- **Source extract**
4. Tight Lacing - The Causes of Consumption or Tuberculosis

This absurd and not yet obsolete custom has contributed a large proportion of the victims to this disease. By constriction of the chest, some portions of the lungs are rendered inactive, and these inactive parts are thus rendered unnaturally liable to this disease.

5. Contagium - The Causes of Consumption or Tuberculosis

Another most important cause of this terrible malady is contagium. Within a few years it has been shown beyond chance for reasonable doubt that consumption is a communicable disease. It has been proven that the disease may be communicated through eating the flesh of tuberculous animals, and also by the use of the milk of consumptive cows. Furthermore, there is strong evidence that the disease may be communicated through respiration by breathing infectious particles exhaled by a consumptive person or animal The danger is of course the more imminent the more closely confined the healthy person may be with the individual suffering with the disease, and the less attention is paid to ventilation. Numerous cases might be cited in which a kind relative or an attentive nurse has very closely followed a friend to a consumptive's grave. The probability is very strong that contagion, especially through the medium of consumptive animals, is really one of the most widely acting and active causes of this terrible malady.

- **Your tasks**
1 - Using the consumption extract, answer:
(a) What does constriction of the chest make inactive?
(b) The milk of which animals can pass on the disease?
(c) Besides close confinement with a sick person, what makes the danger more imminent?
2 - Swap "chest" for "torso" in the consumption extract from "4. Tight Lacing" through "liable to this disease.", and write out that stretch.
Use nothing but the consumption extract.

- **Data listing**

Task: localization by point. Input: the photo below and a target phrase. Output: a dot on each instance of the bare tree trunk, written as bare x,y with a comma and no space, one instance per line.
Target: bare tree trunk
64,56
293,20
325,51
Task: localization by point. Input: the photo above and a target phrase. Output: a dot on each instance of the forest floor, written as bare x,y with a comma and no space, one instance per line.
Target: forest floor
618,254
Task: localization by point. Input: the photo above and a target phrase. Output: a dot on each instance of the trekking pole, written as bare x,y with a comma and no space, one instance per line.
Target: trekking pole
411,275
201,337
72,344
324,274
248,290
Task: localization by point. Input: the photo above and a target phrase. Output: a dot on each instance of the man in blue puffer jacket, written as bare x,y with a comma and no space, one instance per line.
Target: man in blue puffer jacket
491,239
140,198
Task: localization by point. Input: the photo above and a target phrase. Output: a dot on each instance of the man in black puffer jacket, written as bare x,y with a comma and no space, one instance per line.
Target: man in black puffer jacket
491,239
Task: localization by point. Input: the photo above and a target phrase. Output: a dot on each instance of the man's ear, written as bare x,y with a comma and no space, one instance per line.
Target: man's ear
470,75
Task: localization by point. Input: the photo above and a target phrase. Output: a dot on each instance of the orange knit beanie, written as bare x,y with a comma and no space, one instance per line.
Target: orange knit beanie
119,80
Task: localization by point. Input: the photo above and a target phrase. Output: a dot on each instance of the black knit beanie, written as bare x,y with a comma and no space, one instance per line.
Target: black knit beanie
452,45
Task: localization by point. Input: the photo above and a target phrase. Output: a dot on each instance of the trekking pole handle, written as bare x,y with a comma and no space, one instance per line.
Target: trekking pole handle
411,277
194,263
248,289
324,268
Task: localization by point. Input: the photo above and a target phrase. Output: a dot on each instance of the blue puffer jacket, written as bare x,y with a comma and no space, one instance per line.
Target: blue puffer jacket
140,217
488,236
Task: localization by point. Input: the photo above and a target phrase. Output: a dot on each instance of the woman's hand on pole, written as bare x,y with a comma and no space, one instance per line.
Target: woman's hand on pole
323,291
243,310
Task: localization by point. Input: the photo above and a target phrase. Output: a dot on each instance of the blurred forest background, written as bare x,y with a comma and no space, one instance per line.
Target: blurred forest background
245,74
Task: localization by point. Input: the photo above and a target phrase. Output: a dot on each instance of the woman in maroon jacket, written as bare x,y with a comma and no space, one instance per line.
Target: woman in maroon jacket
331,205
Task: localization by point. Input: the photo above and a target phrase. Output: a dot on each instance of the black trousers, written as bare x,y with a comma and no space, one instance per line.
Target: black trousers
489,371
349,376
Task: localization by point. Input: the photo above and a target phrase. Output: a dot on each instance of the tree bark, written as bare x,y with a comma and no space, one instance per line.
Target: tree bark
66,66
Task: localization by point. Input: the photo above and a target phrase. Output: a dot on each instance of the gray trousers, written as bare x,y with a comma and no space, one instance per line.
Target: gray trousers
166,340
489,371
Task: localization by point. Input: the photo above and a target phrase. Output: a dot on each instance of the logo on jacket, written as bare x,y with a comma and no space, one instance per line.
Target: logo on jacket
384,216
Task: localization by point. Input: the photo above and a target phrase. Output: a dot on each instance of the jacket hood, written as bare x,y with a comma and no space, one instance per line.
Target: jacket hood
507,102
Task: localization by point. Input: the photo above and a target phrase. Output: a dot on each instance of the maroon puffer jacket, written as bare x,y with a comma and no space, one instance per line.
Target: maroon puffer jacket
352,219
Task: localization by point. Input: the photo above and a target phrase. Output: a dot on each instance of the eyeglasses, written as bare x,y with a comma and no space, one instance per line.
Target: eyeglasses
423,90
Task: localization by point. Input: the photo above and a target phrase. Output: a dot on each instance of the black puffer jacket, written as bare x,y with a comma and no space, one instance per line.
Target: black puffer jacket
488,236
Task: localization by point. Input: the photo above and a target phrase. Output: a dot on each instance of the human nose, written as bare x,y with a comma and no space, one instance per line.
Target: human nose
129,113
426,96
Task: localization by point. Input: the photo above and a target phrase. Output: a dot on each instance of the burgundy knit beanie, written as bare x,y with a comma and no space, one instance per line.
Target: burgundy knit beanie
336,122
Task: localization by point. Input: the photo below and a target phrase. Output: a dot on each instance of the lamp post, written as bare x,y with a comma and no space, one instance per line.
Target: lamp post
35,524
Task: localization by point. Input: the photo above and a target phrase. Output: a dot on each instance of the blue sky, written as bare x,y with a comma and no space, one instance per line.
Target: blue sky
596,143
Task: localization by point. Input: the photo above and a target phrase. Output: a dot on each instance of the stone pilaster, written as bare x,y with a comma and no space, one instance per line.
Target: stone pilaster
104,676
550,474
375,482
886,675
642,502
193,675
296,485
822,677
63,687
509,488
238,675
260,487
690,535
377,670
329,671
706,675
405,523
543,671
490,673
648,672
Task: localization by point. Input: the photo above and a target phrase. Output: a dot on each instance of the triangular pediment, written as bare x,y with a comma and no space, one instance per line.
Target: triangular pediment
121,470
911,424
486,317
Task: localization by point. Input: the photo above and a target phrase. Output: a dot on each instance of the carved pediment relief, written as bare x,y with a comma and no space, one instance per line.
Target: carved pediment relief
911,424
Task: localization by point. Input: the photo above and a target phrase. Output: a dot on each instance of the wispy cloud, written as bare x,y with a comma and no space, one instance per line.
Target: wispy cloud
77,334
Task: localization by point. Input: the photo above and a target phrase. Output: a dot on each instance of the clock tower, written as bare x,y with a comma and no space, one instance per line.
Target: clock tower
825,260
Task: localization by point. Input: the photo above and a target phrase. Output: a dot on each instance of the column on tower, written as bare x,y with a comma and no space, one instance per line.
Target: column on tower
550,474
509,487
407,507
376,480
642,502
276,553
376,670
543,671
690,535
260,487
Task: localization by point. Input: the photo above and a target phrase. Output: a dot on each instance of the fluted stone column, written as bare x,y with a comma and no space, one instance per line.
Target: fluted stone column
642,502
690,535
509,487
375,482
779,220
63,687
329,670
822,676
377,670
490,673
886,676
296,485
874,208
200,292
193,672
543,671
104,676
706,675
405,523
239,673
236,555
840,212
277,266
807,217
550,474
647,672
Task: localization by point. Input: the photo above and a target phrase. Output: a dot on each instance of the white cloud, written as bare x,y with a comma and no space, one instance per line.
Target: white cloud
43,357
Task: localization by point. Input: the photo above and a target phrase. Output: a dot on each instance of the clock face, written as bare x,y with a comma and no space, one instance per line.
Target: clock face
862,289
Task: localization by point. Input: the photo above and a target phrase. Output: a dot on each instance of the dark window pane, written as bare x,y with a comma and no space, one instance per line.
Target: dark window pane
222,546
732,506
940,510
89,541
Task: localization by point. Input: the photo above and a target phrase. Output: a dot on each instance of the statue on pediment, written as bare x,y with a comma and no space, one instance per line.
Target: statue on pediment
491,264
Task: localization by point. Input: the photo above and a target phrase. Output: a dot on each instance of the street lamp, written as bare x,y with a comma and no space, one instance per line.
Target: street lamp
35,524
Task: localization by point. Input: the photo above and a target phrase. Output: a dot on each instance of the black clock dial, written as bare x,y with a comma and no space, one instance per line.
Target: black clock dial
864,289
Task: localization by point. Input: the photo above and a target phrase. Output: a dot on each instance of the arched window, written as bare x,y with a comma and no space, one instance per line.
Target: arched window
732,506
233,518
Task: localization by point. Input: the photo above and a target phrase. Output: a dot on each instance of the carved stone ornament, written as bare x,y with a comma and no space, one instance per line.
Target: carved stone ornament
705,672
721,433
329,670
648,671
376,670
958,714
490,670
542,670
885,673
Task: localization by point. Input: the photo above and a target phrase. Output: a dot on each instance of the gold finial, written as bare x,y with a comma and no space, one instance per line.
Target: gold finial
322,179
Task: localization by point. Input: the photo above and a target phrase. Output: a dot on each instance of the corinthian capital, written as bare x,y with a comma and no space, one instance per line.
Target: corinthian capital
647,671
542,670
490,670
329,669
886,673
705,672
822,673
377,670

- **Solutions**
1 -
(a) Some portions of the lungs.
(b) Consumptive cows.
(c) Paying less attention to ventilation.

2 -
4. Tight Lacing - The Causes of Consumption or Tuberculosis

This absurd and not yet obsolete custom has contributed a large proportion of the victims to this disease. By constriction of the torso, some portions of the lungs are rendered inactive, and these inactive parts are thus rendered unnaturally liable to this disease.